- _Фрагмент текста_
-------------------------

Брюсов пытается напечатать <в «Русской мысли» > рецензию на «Звездные песни», но «легальный марксист» П. Б. Струве не решился дать на страницах своего журнала отзыв о конфискованном издании. Будучи председателем Московского литературно-художественного кружка, Брюсов организовывает доклад Мороза в кружке [172], причем делает это с известной долей риска, так как доклады и лекции бывшего шлиссельбуржца неоднократно запрещались полицией (Белов С. С. 332).
Итак, «свершилось», и Вы, как писали «Русские ведомости», «опять узник» [173]. Конечно, на этот раз Ваше заключение будет совершенно иное, нежели в прошлые годы. Во-первых, Вы будете знать его срок. Во-вторых, что важнее, Вы будете не одиноки: вся Россия — скажу с уверенностью — будет душой с Вами. Но, разумеется, все эти плохие утешения, которые Вы знали и без меня, не изменяют существа дела, и все же Вы будете оторваны от любимых работ и близких людей. Вот почему мне хотелось написать Вам это письмо и высказать Вам все, что я могу: свое дружеское сочувствие.

-------------------------

- _Исходные данные_
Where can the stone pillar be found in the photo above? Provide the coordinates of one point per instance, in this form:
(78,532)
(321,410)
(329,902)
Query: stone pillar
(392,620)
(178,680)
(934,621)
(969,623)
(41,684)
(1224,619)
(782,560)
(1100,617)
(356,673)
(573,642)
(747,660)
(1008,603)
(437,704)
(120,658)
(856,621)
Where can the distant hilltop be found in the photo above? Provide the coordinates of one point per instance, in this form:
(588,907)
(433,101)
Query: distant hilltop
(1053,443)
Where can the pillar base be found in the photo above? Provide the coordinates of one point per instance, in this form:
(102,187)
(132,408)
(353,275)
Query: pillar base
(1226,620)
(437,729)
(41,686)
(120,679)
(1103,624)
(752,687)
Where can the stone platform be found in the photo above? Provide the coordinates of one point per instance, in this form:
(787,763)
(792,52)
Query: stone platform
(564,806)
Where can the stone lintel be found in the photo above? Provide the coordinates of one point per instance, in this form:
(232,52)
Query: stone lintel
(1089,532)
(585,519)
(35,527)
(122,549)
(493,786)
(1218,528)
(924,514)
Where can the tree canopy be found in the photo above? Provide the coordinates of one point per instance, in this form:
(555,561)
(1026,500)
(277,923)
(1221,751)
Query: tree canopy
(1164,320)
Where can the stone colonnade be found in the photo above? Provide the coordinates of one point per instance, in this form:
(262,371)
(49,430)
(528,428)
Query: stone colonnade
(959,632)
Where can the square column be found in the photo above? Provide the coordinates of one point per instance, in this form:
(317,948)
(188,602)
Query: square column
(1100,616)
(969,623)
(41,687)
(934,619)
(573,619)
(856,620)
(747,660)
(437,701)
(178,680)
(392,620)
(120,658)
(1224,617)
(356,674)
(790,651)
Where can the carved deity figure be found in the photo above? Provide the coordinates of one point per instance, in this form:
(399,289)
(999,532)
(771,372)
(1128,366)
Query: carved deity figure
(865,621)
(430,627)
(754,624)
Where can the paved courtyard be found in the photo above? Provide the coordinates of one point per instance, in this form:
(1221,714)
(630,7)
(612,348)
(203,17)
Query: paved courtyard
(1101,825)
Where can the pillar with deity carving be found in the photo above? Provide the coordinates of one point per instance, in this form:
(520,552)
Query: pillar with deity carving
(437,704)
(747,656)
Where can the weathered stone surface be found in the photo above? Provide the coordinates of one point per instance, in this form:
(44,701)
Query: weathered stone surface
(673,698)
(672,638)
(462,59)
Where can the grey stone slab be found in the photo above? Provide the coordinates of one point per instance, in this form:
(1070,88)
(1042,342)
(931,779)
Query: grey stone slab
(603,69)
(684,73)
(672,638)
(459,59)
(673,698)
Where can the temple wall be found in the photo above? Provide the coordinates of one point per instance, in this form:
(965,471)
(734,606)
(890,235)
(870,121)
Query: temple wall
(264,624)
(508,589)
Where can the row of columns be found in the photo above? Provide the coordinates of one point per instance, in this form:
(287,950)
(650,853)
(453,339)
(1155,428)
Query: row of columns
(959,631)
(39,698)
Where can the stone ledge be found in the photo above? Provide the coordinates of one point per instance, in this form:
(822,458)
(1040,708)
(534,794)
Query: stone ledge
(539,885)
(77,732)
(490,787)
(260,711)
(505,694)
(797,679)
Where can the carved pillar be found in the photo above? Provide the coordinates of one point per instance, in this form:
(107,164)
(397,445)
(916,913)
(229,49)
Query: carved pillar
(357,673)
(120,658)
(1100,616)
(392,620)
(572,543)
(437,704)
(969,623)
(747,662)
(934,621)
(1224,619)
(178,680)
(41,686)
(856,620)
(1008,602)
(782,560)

-------------------------

- _Условие задания_
Напишите продолжение фрагмента о Брюсове и бывшем шлиссельбуржце, начиная сразу после его последнего предложения.

- _Ответ_
Я знаю, что у Вас много друзей и этим Вы в жизни счастливы. Но, несмотря на это, может быть, и я окажусь Вам не лишним. Располагайте мною, как хотите. Все Ваши поручения, касающиеся Москвы, давайте самым широким образом мне. Посылайте меня к каким угодно издателям, в любые типографии, а если надо, и в официальные места: я буду рад для Вас принять на себя все эти маленькие хлопоты. Одним словом, считайте меня на время своего заключения Вашим поверенным в Москве, которому можно поручать все и который — обещаю Вам это — все будет исполнять аккуратно и скоро, как только может. И очень Вас прошу принять мое предложение прямо, не смотреть на него как на простую вежливость, а действительно им воспользоваться. Этим доставите мне настоящее удовольствие. Обнимаю Вас дружески. Ваш всегда Валерий Брюсов (Письмо Н. А. Морозову от 9 марта 1912 года // Белов С. С. 338, 339).
Пишу Вам, как Вы можете видеть по штемпелю, из Киева, куда я приехал, чтобы жениться. Женюсь я на А. А. Горенко [174]. которой посвящены «Романтические цветы». Свадьба будет, наверное, в воскресенье, и мы тотчас же уезжаем в Париж. <…>
«Жемчуга» вышли. Вячеслав Иванович <Иванов> в своей рецензии о них в «Аполлоне», называя меня Вашим оруженосцем, говорит, что этой книгой я заслужил от Вас ритуальный удар меча по плечу, посвящающий меня в рыцари. И дальше пишет, что моя новая деятельность ознаменуется разделеньем во мне воды и суши, причем эпическая сторона моего творчества станет чистым эпосом, а лиризм — чистой лирикой.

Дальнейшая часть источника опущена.